(Data records)
☆ ☆ ☆ ☆
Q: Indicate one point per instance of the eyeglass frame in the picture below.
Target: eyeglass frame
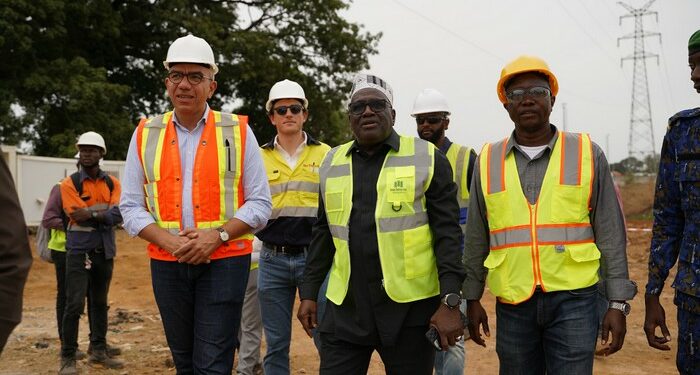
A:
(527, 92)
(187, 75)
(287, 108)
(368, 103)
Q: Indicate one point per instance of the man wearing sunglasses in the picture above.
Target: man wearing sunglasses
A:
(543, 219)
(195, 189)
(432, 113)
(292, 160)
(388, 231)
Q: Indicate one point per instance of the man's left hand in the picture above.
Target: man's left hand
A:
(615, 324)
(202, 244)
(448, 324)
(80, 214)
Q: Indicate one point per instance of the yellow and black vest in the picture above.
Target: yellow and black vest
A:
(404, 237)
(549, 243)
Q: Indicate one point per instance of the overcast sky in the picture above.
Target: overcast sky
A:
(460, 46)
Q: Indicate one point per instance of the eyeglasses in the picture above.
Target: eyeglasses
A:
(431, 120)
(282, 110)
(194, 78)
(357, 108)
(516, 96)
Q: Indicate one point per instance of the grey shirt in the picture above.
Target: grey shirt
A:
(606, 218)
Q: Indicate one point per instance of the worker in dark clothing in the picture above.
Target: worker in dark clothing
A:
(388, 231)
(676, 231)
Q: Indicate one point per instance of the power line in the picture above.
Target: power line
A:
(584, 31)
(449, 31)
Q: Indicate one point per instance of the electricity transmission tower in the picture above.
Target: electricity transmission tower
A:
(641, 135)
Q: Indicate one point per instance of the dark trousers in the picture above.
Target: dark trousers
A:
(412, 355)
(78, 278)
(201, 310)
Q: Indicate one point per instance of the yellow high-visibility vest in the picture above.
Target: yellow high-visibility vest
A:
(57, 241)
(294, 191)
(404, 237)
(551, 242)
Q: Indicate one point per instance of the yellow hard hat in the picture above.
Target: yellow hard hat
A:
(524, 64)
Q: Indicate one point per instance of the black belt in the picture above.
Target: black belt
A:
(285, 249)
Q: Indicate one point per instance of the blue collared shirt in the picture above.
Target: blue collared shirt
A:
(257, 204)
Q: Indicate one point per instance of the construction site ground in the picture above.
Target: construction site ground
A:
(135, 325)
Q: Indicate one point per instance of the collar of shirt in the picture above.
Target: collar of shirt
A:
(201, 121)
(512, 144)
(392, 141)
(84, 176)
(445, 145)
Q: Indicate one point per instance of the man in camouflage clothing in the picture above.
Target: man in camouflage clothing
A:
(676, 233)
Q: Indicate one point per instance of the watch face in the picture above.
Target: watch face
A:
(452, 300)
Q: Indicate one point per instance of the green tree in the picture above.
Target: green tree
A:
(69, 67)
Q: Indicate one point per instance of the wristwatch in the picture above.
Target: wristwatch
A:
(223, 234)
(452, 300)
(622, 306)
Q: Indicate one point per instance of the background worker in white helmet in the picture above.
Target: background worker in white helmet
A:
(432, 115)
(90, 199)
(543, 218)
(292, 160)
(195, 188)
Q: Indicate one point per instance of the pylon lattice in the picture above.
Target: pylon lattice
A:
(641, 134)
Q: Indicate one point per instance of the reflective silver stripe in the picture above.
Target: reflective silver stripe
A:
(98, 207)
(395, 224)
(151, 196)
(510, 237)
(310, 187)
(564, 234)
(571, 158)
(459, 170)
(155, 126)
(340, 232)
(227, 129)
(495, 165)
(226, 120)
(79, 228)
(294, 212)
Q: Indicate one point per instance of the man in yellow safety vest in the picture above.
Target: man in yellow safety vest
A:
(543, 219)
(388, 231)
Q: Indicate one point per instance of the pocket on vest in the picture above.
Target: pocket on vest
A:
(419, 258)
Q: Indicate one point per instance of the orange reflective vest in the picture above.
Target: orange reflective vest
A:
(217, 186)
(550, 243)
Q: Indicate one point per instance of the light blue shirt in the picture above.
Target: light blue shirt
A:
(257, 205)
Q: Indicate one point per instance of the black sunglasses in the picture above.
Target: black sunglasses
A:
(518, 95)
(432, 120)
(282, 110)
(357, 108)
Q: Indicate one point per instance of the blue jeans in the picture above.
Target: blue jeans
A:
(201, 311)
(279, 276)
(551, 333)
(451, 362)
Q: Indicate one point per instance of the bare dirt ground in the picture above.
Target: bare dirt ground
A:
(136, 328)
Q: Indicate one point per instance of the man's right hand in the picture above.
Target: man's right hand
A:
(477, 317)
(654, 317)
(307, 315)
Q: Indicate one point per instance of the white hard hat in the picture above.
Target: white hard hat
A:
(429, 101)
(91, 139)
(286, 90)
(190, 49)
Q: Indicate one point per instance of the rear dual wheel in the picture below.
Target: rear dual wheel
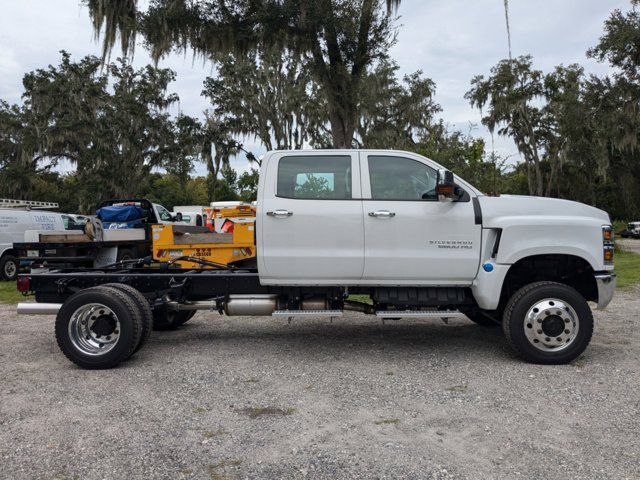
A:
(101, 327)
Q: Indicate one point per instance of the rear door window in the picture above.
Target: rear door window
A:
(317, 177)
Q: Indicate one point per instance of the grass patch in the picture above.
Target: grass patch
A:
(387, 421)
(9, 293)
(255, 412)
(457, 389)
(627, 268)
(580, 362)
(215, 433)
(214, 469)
☆ ☆ ☆ ☆
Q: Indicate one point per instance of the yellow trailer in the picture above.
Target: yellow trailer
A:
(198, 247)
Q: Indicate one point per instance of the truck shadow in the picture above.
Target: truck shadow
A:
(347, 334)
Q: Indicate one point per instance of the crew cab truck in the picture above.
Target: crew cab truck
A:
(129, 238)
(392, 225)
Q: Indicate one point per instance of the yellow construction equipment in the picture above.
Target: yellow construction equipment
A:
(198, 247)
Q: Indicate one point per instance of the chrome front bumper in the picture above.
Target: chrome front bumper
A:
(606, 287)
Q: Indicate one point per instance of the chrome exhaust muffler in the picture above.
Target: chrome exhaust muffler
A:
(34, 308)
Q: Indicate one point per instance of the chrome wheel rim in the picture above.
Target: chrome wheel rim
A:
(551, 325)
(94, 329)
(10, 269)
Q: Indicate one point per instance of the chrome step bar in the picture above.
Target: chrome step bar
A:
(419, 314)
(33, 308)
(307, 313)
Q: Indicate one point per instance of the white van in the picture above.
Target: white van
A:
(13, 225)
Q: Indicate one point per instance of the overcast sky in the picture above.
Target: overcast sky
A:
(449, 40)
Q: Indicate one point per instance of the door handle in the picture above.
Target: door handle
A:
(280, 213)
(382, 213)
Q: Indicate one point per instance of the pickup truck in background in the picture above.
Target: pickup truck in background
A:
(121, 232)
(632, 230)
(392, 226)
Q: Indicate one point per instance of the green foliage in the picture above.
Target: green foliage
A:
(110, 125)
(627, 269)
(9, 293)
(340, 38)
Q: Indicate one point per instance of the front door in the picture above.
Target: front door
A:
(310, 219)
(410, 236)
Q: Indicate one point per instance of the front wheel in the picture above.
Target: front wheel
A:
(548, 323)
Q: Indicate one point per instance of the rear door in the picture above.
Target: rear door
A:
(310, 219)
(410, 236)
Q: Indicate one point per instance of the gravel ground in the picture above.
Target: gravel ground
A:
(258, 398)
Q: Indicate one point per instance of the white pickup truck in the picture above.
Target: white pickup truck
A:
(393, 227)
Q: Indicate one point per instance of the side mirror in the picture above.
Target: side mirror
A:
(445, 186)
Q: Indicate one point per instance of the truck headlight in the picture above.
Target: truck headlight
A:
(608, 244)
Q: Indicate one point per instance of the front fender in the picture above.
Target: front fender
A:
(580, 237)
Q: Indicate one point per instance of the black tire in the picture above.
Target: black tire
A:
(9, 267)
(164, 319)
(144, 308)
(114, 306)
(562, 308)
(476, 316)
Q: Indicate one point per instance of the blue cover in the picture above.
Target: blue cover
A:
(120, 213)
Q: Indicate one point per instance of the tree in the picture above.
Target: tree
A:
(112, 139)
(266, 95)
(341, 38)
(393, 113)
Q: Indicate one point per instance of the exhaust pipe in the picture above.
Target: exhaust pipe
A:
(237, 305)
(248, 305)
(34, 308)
☆ ☆ ☆ ☆
TO DO:
As you read the records above, find each line that contains "vest" and copy it.

ANSWER SECTION:
Q: Indicate one point per instance of the yellow and black vest in the picture above.
Target: yellow and black vest
Q: Indicate one point per instance of the yellow high-visibility vest in the picture above.
Target: yellow high-visibility vest
Q: Indicate one point per instance of the man in yellow safety vest in the picture above.
Target: man in yellow safety vest
Q: Indicate one point per instance of the pocket on vest in the picture above.
Target: pocket on vest
Q: Indicate one point per instance of the orange reflective vest in the picture above.
Target: orange reflective vest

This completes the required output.